▶ _Task goal_
Beginning with the line that contains "Identify the person's", restate each line below through the final one exactly, and exclude the pictures.

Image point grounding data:
= Beginning of Section =
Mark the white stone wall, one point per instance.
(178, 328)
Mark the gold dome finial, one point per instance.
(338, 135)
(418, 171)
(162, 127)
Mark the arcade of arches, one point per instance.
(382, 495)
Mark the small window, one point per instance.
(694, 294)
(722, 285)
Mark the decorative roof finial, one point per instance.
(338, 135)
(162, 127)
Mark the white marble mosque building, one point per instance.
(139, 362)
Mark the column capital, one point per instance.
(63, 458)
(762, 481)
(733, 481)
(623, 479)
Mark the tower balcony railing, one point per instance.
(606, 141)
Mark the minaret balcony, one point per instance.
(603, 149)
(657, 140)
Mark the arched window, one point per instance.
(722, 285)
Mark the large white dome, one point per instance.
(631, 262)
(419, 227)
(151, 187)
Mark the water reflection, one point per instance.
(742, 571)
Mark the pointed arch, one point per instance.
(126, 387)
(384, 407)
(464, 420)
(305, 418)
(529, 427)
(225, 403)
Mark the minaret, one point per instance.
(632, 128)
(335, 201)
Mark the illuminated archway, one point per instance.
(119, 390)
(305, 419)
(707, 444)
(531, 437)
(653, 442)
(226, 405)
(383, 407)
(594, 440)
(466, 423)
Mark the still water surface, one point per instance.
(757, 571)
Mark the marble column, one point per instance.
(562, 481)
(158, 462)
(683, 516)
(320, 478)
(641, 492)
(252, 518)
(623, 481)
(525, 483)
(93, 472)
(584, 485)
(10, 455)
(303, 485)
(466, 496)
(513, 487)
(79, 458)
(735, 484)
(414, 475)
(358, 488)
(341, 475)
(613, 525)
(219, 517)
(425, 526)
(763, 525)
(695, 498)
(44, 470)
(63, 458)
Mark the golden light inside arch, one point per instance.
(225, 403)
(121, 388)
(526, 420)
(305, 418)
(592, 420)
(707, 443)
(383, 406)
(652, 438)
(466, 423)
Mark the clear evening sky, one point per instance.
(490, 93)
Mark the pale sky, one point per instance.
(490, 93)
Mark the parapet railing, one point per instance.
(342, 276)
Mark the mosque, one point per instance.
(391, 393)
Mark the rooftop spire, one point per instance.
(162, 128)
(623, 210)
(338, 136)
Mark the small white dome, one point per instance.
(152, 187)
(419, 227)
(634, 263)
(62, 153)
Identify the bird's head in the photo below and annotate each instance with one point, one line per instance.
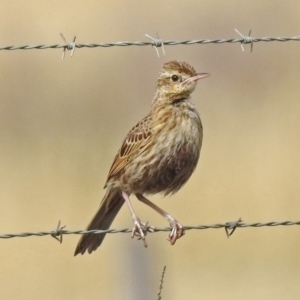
(177, 78)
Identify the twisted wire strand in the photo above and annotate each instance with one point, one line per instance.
(245, 40)
(60, 232)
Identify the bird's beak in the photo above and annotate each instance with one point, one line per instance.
(195, 78)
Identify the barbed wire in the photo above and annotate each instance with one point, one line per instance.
(154, 42)
(60, 231)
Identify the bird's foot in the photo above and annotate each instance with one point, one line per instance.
(177, 231)
(140, 230)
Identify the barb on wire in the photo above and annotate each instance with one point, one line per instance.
(157, 43)
(152, 43)
(231, 227)
(58, 233)
(161, 283)
(246, 40)
(69, 46)
(151, 230)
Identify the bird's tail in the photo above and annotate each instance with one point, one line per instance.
(110, 206)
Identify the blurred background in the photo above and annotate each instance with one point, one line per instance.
(62, 122)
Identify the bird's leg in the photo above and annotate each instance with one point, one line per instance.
(177, 230)
(139, 229)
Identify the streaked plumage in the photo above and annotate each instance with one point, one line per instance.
(158, 155)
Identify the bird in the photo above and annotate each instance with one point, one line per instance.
(158, 155)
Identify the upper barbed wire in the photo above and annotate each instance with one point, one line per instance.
(60, 231)
(244, 40)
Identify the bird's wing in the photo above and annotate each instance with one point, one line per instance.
(137, 140)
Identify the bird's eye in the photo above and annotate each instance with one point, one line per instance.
(174, 78)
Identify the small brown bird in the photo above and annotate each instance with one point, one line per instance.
(158, 155)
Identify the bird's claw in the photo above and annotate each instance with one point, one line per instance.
(140, 230)
(177, 231)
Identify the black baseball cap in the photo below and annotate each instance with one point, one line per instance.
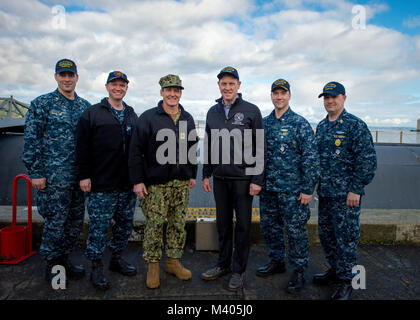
(333, 88)
(65, 65)
(117, 75)
(228, 70)
(280, 83)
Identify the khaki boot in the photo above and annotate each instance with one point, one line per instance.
(152, 280)
(175, 267)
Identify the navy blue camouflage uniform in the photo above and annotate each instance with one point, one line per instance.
(103, 139)
(49, 152)
(292, 168)
(348, 164)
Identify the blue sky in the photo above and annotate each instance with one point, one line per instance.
(307, 42)
(398, 13)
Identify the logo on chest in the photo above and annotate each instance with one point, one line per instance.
(238, 118)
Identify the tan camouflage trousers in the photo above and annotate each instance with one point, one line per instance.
(165, 203)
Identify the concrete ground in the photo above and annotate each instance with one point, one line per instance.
(391, 274)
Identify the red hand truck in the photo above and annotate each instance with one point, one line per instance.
(16, 241)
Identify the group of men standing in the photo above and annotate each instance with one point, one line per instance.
(107, 153)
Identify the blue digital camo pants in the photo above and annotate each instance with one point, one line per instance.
(102, 207)
(277, 212)
(339, 233)
(63, 211)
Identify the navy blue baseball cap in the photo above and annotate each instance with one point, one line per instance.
(333, 88)
(280, 83)
(228, 70)
(65, 65)
(116, 75)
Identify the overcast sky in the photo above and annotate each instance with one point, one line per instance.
(306, 42)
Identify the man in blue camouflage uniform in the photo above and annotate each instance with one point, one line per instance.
(290, 178)
(348, 164)
(103, 139)
(49, 157)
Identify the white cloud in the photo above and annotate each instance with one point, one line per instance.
(413, 22)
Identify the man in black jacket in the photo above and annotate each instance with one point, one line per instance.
(237, 171)
(103, 138)
(163, 167)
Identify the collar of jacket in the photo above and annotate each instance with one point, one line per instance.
(105, 103)
(220, 102)
(60, 96)
(160, 109)
(273, 117)
(342, 115)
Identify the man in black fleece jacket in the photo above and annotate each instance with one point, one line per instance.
(103, 139)
(236, 180)
(163, 167)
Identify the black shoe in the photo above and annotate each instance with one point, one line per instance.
(72, 271)
(118, 264)
(214, 273)
(236, 281)
(271, 268)
(97, 276)
(325, 278)
(49, 275)
(343, 291)
(296, 282)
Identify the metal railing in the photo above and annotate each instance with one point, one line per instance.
(396, 136)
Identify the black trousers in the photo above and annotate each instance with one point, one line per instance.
(233, 195)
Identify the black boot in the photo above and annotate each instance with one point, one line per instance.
(296, 282)
(97, 276)
(72, 271)
(343, 291)
(118, 264)
(271, 268)
(325, 278)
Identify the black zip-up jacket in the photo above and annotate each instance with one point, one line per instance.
(242, 115)
(145, 148)
(103, 147)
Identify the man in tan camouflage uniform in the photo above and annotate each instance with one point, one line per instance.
(163, 167)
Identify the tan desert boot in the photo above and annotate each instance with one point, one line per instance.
(175, 267)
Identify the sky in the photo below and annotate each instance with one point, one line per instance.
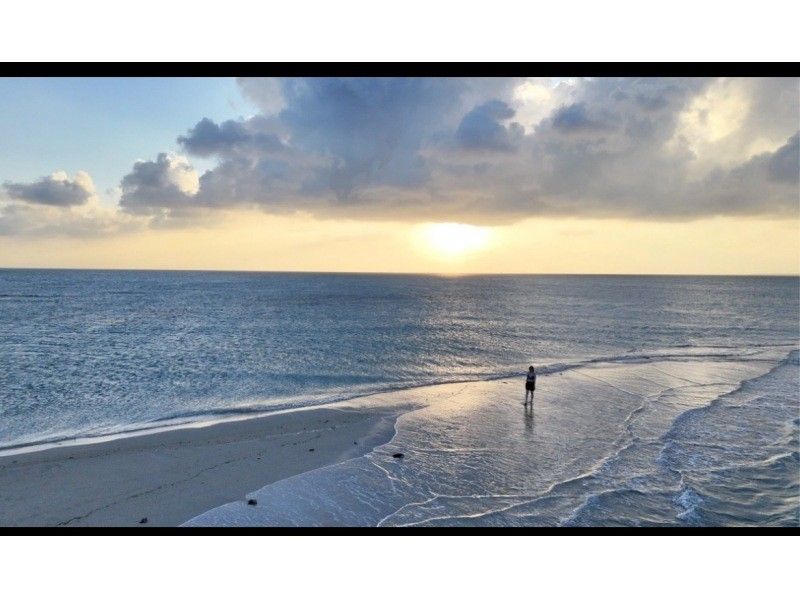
(450, 175)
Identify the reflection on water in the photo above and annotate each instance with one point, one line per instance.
(88, 352)
(677, 440)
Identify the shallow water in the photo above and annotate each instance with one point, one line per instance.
(672, 440)
(86, 353)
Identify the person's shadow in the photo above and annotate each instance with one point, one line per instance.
(529, 417)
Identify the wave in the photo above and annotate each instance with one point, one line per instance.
(256, 409)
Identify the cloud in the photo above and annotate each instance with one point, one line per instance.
(167, 183)
(489, 150)
(482, 128)
(54, 190)
(231, 137)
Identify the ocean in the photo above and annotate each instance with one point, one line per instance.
(84, 354)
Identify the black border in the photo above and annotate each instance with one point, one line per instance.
(430, 69)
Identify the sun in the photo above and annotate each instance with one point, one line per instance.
(451, 240)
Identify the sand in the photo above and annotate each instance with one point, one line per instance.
(170, 476)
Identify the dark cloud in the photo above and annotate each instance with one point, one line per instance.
(231, 137)
(55, 190)
(166, 183)
(450, 148)
(482, 128)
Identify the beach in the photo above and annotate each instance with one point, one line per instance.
(692, 437)
(171, 476)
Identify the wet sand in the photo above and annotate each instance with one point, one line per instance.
(170, 476)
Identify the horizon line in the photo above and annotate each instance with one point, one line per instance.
(388, 273)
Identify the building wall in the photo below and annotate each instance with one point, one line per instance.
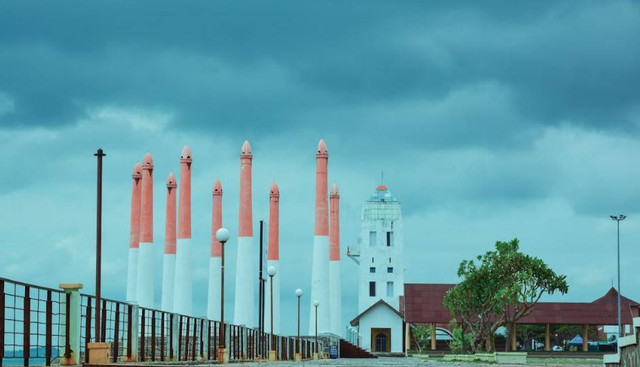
= End of Section =
▶ _Answer space_
Identify the person's shadow in the photo above and annotate each instance with one point, one line per instance.
(529, 417)
Identify the wave in the photo above and annotate each instance with one point, one line per instance.
(256, 409)
Identify the cloud in the photo above and annotate each instance with one point, one line per instance.
(167, 183)
(489, 150)
(482, 128)
(54, 190)
(231, 137)
Identify the ocean in the photo above and annotate each instance with one point, one line per instance.
(84, 354)
Identify the black border in the photo above and annotate each instance with one point, one line per instance.
(430, 69)
Identify the sun in the photo above and annotate each instance with one point, one line per instance.
(451, 240)
Identify the sand in the photo above and annotate each instance with one point, one line per instance.
(170, 476)
Identify the dark cloud in the photo above and annotate each instance with one point, one line per instance.
(231, 137)
(55, 190)
(166, 183)
(450, 148)
(482, 128)
Identify the beach in the photo above and annotate each instance with one point, one line per instance.
(692, 437)
(171, 476)
Identify the wet sand in the photo above and annotate each instance with one point, one line per instance.
(170, 476)
Identify the horizon line in the photo above and annotate each instance with one point, one line per instance.
(388, 273)
Identify the building wall in the photo below and annotate each instance with one point, one line per instance.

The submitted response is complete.